*** Available records ***

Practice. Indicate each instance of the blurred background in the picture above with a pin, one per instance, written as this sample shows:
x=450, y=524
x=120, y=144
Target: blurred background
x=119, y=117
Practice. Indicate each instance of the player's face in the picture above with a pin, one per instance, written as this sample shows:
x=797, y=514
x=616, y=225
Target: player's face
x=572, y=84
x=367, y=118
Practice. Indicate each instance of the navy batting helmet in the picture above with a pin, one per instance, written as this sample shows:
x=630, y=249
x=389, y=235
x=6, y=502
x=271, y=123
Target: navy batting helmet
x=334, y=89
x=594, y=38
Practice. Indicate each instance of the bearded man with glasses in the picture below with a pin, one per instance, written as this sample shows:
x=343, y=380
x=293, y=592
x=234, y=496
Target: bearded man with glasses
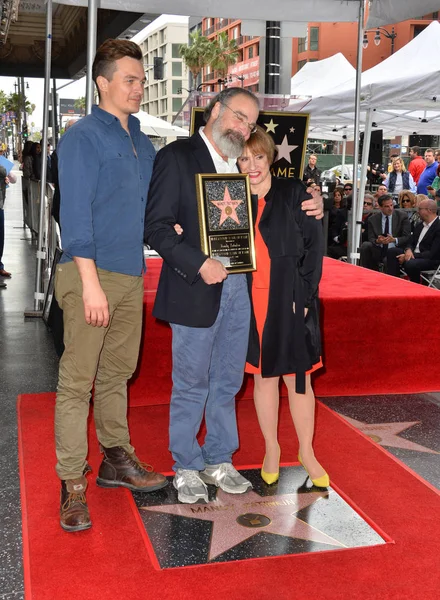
x=209, y=310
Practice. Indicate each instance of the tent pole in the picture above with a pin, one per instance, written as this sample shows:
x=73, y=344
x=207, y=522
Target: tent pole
x=357, y=114
x=41, y=253
x=344, y=150
x=360, y=206
x=92, y=24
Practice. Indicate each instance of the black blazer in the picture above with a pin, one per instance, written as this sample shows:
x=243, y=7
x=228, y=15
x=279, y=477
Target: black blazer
x=291, y=344
x=430, y=245
x=401, y=228
x=182, y=295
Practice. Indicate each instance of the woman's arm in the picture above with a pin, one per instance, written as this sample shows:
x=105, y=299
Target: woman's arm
x=311, y=265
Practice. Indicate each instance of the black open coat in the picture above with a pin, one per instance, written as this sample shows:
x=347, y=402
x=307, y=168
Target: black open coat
x=290, y=344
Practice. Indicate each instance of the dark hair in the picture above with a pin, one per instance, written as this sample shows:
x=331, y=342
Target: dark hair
x=27, y=148
x=340, y=190
x=383, y=199
x=262, y=142
x=226, y=95
x=107, y=55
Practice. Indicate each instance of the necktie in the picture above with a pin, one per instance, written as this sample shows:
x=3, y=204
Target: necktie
x=387, y=226
x=386, y=232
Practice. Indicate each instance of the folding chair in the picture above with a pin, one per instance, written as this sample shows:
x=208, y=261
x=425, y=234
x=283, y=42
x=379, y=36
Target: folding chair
x=432, y=277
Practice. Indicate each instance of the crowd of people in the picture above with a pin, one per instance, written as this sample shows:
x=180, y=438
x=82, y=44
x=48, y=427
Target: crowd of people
x=399, y=212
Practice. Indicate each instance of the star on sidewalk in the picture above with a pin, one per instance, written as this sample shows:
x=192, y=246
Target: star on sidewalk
x=228, y=207
x=238, y=518
x=284, y=150
x=385, y=434
x=271, y=126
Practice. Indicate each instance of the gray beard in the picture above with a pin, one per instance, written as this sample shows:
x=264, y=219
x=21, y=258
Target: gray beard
x=229, y=142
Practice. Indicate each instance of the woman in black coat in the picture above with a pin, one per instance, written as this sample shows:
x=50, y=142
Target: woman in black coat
x=285, y=336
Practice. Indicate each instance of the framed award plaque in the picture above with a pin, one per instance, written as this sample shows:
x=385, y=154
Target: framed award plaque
x=225, y=219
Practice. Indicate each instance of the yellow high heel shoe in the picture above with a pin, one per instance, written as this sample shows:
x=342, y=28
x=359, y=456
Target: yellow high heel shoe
x=270, y=478
x=323, y=481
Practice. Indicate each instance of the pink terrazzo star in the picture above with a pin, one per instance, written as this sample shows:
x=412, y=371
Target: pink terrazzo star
x=228, y=207
x=271, y=514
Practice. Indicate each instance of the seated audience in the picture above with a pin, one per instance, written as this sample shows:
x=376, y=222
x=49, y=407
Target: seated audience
x=367, y=213
x=422, y=253
x=386, y=229
x=399, y=179
x=407, y=202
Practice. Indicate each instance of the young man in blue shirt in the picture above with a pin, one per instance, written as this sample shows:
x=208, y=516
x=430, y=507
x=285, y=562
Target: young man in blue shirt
x=105, y=166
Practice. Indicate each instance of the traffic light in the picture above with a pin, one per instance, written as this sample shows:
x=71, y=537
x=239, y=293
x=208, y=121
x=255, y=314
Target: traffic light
x=158, y=67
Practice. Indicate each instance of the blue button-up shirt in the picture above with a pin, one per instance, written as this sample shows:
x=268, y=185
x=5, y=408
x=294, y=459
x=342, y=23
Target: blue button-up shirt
x=103, y=189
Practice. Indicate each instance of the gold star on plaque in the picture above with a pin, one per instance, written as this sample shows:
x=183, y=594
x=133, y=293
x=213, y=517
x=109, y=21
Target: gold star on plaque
x=270, y=126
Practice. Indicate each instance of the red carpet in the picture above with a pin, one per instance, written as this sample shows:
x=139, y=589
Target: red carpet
x=110, y=561
x=378, y=335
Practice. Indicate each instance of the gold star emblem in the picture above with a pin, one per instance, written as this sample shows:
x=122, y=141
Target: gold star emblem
x=270, y=126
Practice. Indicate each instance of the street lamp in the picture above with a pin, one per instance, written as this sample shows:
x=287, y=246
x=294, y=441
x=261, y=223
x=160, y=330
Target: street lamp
x=377, y=37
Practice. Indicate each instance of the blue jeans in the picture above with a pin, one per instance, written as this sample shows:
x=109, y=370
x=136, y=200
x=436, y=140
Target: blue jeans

***

Action item -
Your output should be the lines from the one with "x=139, y=589" through the last line of the entries above, copied exactly and nothing more.

Task output -
x=139, y=589
Target: red carpet
x=110, y=561
x=378, y=335
Practice. Indicate each instance of the gold star emblem in the picture above with a pin, one per instance, written as this sample shows:
x=122, y=141
Target: gold star emblem
x=270, y=126
Practice. Indicate each instance of the street lamp in the picture above with a pin, one per instance, written as this sample shows:
x=287, y=246
x=294, y=441
x=261, y=223
x=160, y=330
Target: street lamp
x=377, y=37
Practice. Indicate each instance of the blue jeans in the picture above with a pin, one per instance, written as this sample shows:
x=109, y=370
x=136, y=200
x=436, y=140
Target: blue jeans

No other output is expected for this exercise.